BRIEF: Return the full material exactly.
==== DATA SHOWN
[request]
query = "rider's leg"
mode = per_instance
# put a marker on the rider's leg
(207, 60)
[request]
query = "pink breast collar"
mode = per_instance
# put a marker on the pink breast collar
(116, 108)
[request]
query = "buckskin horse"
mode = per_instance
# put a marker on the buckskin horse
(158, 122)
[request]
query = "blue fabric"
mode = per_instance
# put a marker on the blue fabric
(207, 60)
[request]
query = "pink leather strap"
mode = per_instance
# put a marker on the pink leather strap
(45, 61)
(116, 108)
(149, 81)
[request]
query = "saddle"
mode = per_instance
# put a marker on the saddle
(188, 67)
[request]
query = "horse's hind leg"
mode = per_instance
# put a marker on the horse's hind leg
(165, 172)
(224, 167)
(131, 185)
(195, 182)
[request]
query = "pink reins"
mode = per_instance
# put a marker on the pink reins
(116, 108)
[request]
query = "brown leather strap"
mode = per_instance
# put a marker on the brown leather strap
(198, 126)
========
EXERCISE RESULT:
[request]
query = "rider's leg"
mode = per_instance
# put a marker on the rider's leg
(207, 60)
[request]
query = "pink breast collar"
mode = per_instance
# put a marker on the pink breast collar
(116, 108)
[request]
query = "buckskin horse"
mode = per_instance
# put a marker on the buckskin horse
(158, 122)
[request]
query = "blue fabric"
mode = per_instance
# put a marker on the blue fabric
(207, 60)
[request]
query = "pink leather strap"
mode = per_instance
# put a marker on the pink leather strap
(45, 61)
(116, 108)
(149, 81)
[request]
query = "saddle"
mode = per_instance
# put a marker on the saddle
(188, 67)
[request]
query = "horse's hind leg"
mode = per_instance
# put a marker on the horse's hind leg
(165, 172)
(224, 167)
(131, 185)
(195, 182)
[request]
query = "pink reins"
mode = per_instance
# put a marker on the pink reins
(116, 108)
[request]
query = "brown leather strap"
mode = per_instance
# put a marker on the brown leather strap
(198, 126)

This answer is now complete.